Items from the dataset:

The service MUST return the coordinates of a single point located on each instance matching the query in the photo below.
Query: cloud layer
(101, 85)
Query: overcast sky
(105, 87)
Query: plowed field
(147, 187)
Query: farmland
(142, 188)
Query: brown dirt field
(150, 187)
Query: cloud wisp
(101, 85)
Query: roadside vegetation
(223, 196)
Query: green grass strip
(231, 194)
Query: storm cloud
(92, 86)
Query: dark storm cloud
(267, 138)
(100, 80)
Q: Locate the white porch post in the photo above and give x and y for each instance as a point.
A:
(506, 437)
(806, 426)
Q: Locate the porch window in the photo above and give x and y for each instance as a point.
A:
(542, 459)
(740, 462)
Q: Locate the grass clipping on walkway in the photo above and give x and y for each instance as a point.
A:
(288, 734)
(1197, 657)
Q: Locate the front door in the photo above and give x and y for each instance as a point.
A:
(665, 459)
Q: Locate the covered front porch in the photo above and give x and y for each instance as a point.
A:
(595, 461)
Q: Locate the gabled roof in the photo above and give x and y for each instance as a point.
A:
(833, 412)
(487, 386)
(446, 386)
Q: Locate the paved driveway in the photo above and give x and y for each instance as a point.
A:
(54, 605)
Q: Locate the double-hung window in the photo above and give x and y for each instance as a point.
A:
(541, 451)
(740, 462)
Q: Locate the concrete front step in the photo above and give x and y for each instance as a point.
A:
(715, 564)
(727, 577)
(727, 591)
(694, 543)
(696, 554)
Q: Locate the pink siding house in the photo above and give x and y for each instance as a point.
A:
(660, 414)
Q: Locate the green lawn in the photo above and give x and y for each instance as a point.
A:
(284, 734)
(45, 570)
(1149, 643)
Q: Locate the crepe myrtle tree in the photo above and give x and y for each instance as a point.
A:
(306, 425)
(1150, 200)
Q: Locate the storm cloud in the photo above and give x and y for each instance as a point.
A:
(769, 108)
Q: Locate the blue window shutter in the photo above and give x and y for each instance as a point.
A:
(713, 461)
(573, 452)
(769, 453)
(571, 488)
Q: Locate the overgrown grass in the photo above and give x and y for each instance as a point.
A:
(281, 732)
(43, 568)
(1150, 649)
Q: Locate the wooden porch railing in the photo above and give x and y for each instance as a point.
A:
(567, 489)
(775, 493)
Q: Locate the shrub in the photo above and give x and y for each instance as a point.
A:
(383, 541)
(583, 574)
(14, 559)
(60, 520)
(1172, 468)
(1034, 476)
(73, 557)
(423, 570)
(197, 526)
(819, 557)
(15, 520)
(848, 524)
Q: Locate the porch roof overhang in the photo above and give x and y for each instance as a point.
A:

* _Task goal_: Copy out all of the lines above, word for word and in the same order.

* _Task solution_:
The service MUST return the coordinates of a single point located on each instance matching the query in the photo below.
Query: cloud layer
(101, 85)
Query: overcast sky
(105, 87)
Query: plowed field
(147, 187)
Query: farmland
(142, 188)
Query: brown dirt field
(150, 187)
Query: cloud wisp
(101, 85)
Query: roadside vegetation
(223, 196)
Query: green grass strip
(231, 194)
Query: storm cloud
(92, 86)
Query: dark storm cloud
(267, 138)
(100, 80)
Q: Locate the white porch post in the photo above and give x and y for each instance as a point.
A:
(506, 437)
(806, 426)
Q: Locate the porch window in the photo above and give x and y for each instance as a point.
A:
(542, 459)
(740, 462)
Q: Locate the grass clipping on walkway in the photo above and give x and y for each instance as a point.
A:
(288, 734)
(1197, 657)
Q: Locate the front door in the photo above and give x and y for each instance as a point.
A:
(665, 459)
Q: Locate the covered front porch in the photo above and give x and y for each instance as a point.
A:
(595, 461)
Q: Locate the gabled roof in the photo above and give x and y for each instance as a point.
A:
(833, 412)
(487, 386)
(446, 386)
Q: Locate the paved driveway in the photo above and give x and y for each instance as a point.
A:
(54, 605)
Q: Locate the double-hung window in the photo above and give x and y for each instance as a point.
A:
(541, 451)
(740, 462)
Q: Locate the concrete front step in the photo above and give x and y for each instance as a point.
A:
(715, 564)
(727, 577)
(727, 591)
(694, 543)
(696, 554)
Q: Locate the pink siding house in the photo above and give x and y for each instance as a point.
A:
(660, 414)
Q: Locate the green lawn in the photo above and give x and y for each instance as a point.
A:
(284, 734)
(45, 570)
(1149, 643)
Q: Locate the crepe myrtle tree in the photo above and give x and y for each instance as a point.
A:
(306, 425)
(1150, 200)
Q: Locate the storm cloud in the photo above and give x and y for each instance as a point.
A:
(769, 108)
Q: Locate the blue window shutter in the photo above and give x and y for each instance as a point.
A:
(713, 461)
(573, 452)
(769, 453)
(571, 488)
Q: Locate the overgrown grass in the photo above and give x and y for each instance as a point.
A:
(281, 732)
(43, 568)
(1150, 649)
Q: Locate the wooden porch railing in the photo above and give x and y for each instance as a point.
A:
(567, 489)
(775, 493)
Q: Locate the shrub in the photo above and give x and y for each instance as a point.
A:
(383, 541)
(583, 574)
(14, 559)
(60, 520)
(1172, 468)
(1034, 476)
(73, 557)
(423, 570)
(197, 526)
(819, 557)
(15, 520)
(848, 524)
Q: Locate the porch roof overhang in the photo above and give x and y for each instance as a point.
A:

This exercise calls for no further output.